• TEXTE SOURCE
______________________________

Estelle Debaussart, responsable du pôle droit public de l’office Monassier & Associés, membre du Groupe Monassier, dresse un état des lieux du secteur du logement social en 2021.
Le contexte particulier de 2020 entraine-t-il un report de l’obligation de regroupement prévue par la loi Elan ?
La loi n° 2018-1021 du 23 novembre 2018 portant évolution du logement, de l’aménagement et du numérique (Elan) a notamment prévu l’obligation pour tous les organismes de logement social, soit d’atteindre une taille leur permettant d’assurer l’ensemble des fonctions stratégique de manière autonome, soit de se regrouper au 1er janvier 2021. Ce seuil a été fixé à 12 000 logements. Des exclusions ont été prévues. Ne sont pas concernés :
- les organismes dont l’activité principale est l’accession sociale à la propriété ;
- les organismes ayant leur siège dans un département dans lequel n’existe aucun autre organisme ou SEM appartenant à un groupe ni aucun groupe ;
- les organismes ayant leur siège social en Corse ou dans l’un des départements d’outre-mer.
L’article L423-1-1 du Code de la construction et de l’habitation prévoit deux formes de groupe de sociétés d’HLM. Il peut s’agir :
- Soit d’un ensemble d’organismes et de sociétés dans lequel l’un d’entre eux ou une autre société contrôle directement ou indirectement les autres, que ce contrôle soit exercé seul ou conjointement
- Soit un ensemble constitué d’une société de coordination (article L423-1-2 du Code de la construction et de l’habitation) et des détenteurs de son capital.
Faute d’atteindre le seuil de 12 000 logements ou d’appartenir à un groupe de logement social à compter du 1er janvier 2021, l’organisme de logement social devait pouvoir être mis en demeure par le ministre en charge du logement de céder tout ou partie de son patrimoine locatif social (ou logements locatifs conventionnés pour les SEM agréées) ou tout ou partie de son capital à un ou plusieurs organismes de logement social nommément désignés, ou de souscrire au moins une part sociale d’une société de coordination.
Si la dynamique est apparue positive en début d’année, la crise sanitaire et le report des municipales ont pu retarder les décisions nécessaires à ces regroupements. Alors que seulement vingt sociétés de coordination ont été agréées en 2020, et au regard de ce contexte particulier, une circulaire du 16 novembre 2020 précise la position de l’Etat sur l’éventuel non-respect de l’échéance. Cette circulaire distingue trois hypothèses (projet presque finalisé, projet « crédible en cours d’étude », projet inconnu ou non viable) et met en place un pilotage resserré plus précis et plus qualitatif. Ainsi, même si la loi Elan a prévu des mesures permettant d’imposer à une société disposant d’un patrimoine de moins de 12 000 logements d’entrer dans un groupe capitalistique ou une société de coordination, à la lecture de la circulaire, il est peu probable que des sanctions soient prononcées rapidement sur ce fondement. De fait, depuis janvier 2021, quatorze arrêtés portant agrément de sociétés anonyme de coordination ont été publiés.

______________________________

• EXTRAIT DES DONNÉES
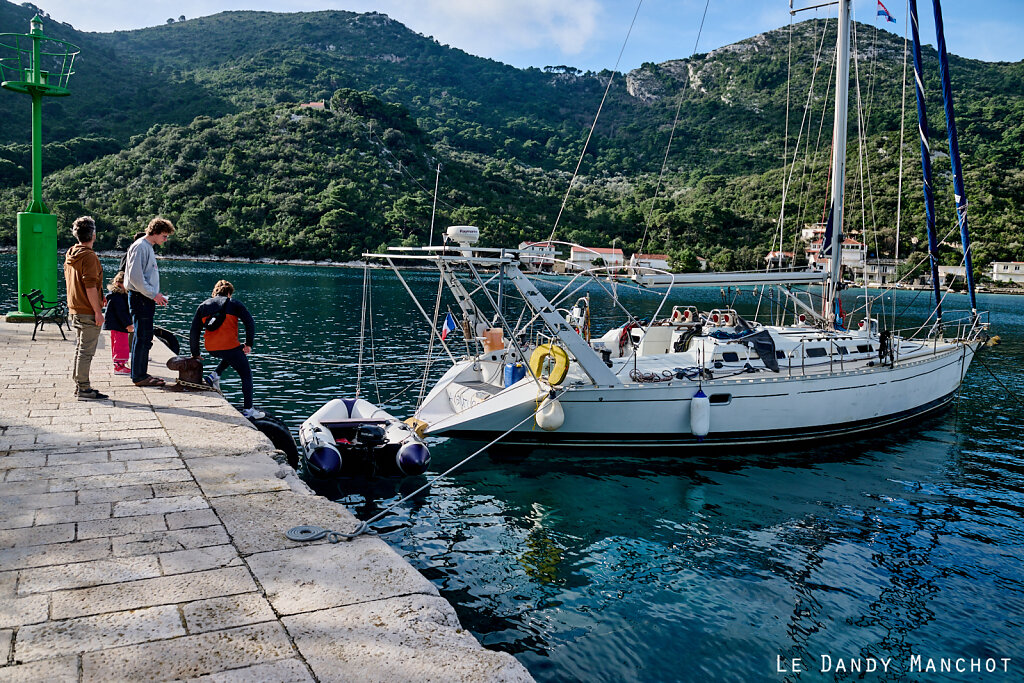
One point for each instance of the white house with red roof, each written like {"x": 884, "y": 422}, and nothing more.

______________________________

• CONSIGNE
Recopiez le passage du texte sur le logement social qui s'ouvre sur les mots contenant « Estelle Debaussart, responsable » et se clôt sur « la loi Elan ? », en substituant « habitat social » à « logement social ».

• RÉPONSE ATTENDUE
Estelle Debaussart, responsable du pôle droit public de l’office Monassier & Associés, membre du Groupe Monassier, dresse un état des lieux du secteur du habitat social en 2021.
Le contexte particulier de 2020 entraine-t-il un report de l’obligation de regroupement prévue par la loi Elan ?